------ LISTED RECORDS ------

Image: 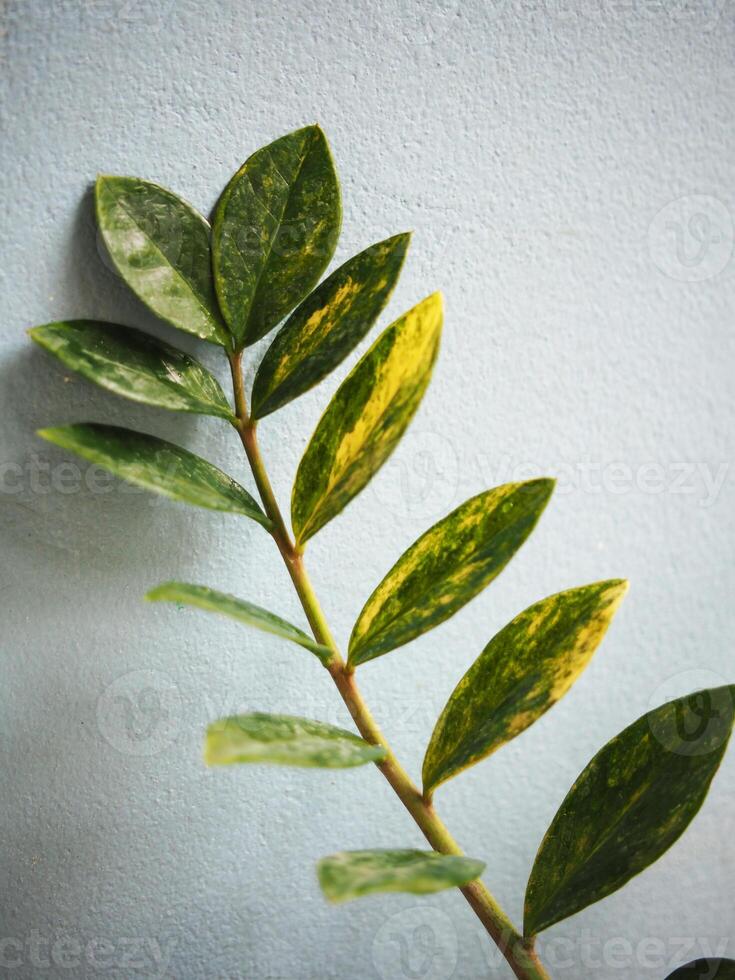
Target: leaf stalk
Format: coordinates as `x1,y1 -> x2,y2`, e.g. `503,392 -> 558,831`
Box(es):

------
------ LISTED RECORDS ------

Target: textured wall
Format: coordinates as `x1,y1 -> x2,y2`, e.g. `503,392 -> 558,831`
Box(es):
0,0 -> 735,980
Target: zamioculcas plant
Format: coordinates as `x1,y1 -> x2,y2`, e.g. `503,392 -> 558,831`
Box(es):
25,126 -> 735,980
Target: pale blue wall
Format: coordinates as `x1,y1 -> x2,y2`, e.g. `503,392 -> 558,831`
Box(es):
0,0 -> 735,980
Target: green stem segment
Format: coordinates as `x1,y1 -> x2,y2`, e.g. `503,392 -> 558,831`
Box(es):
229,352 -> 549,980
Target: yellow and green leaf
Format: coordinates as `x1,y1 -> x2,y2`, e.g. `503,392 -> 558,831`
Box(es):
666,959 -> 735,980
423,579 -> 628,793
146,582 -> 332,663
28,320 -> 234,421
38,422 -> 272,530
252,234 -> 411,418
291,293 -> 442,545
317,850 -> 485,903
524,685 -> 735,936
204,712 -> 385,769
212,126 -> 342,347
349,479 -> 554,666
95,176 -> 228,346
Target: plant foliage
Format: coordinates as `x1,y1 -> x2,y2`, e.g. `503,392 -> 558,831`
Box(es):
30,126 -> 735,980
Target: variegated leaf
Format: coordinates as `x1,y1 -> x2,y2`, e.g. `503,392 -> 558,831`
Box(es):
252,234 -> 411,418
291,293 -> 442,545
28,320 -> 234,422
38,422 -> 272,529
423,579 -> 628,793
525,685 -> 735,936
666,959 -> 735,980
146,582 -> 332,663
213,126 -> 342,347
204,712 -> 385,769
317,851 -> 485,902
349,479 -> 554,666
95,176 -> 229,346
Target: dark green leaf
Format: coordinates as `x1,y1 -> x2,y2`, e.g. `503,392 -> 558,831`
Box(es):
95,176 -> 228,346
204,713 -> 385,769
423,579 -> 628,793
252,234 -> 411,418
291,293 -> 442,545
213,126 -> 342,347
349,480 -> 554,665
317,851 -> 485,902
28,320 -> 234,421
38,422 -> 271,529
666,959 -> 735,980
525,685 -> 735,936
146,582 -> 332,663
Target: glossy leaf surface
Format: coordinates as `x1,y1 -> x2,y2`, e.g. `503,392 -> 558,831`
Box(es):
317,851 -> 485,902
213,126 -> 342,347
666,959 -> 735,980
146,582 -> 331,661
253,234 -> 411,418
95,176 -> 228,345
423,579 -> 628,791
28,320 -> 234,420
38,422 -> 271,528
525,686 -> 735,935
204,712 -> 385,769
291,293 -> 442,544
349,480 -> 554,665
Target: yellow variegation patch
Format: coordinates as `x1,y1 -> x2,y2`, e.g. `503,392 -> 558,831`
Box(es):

------

→ **WHAT IS BEING ASKED**:
Please express the data from the line with "Target: pale blue wall" up to and including the line with "229,352 -> 549,980" as a JSON list of strings, one string per line, with blank lines left out.

→ **CORRECT ANSWER**:
[
  "Target: pale blue wall",
  "Format: coordinates as `x1,y1 -> x2,y2`, e.g. `503,392 -> 558,831`",
  "Box(es):",
  "0,0 -> 735,980",
  "Target: green stem segment",
  "Format: coordinates as `x1,y1 -> x2,y2`, e.g. `503,392 -> 558,831`",
  "Box(es):",
  "229,352 -> 549,980"
]